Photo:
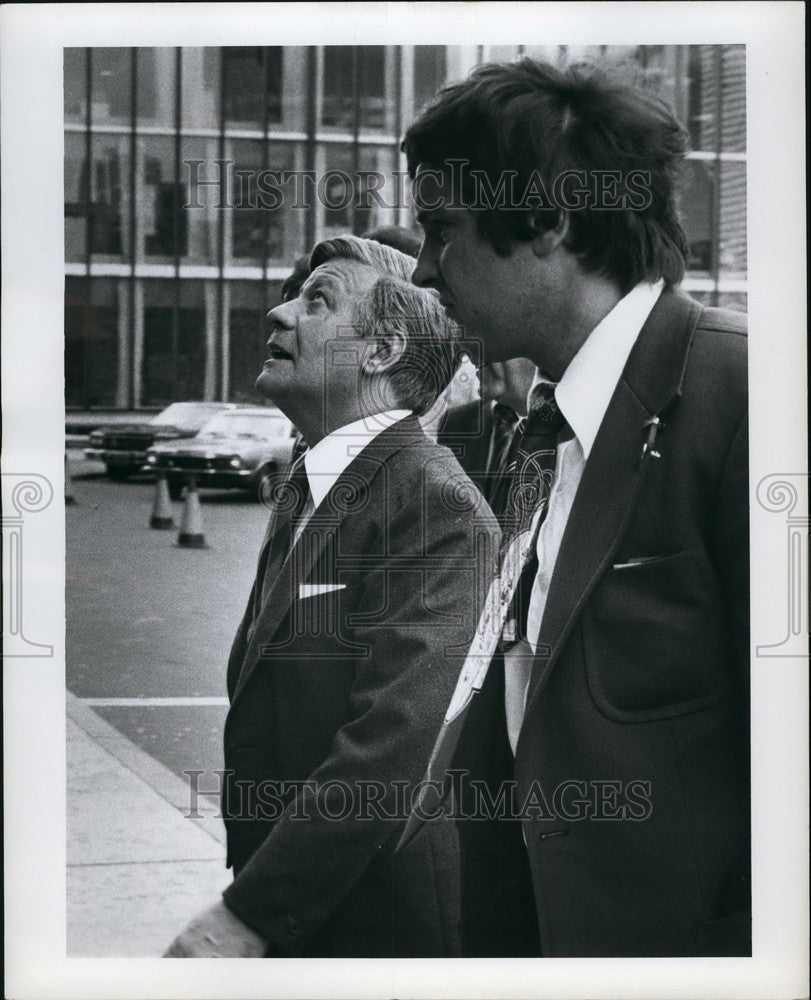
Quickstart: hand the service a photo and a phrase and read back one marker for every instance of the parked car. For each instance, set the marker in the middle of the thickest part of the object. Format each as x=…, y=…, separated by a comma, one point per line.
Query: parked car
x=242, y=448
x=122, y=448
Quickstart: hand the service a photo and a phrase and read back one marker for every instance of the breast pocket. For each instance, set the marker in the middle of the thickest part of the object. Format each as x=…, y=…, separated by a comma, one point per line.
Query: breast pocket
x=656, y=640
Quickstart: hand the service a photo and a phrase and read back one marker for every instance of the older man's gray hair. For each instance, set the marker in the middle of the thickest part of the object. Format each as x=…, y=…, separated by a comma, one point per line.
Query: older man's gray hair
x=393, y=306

::::::

_STATED GOAL_
Format every line of the records above as a JSON list of strings, one string per line, leaving out blank lines and the pictures.

_ANSWER TO THE PROBLEM_
[
  "Photo:",
  "Quickstart: hand the service a photo and a phrase and read back one marker for every instance of the parked car. For each instance, set the marker in the middle of the thickest part of the object. Format each as x=…, y=…, separated by a comma, one point per line.",
  "Query: parked car",
  "x=242, y=448",
  "x=122, y=448",
  "Quickstart: hand the service a photo and a phrase and read back one marker for every instance of the breast pocket. For each instance, set the marker in the middle of the thickest part of the object. Format each as x=…, y=…, separated by a comma, one point per line.",
  "Query: breast pocket",
  "x=656, y=640",
  "Quickstart: hand the service a photo and a phrase and read back one marker for every instance of the older man's gray hair. For each instance, set the marker in the middle of the thickest part of the object. Format each as x=…, y=…, separated by a comma, one point per line.",
  "Query: older man's gray hair",
  "x=393, y=306"
]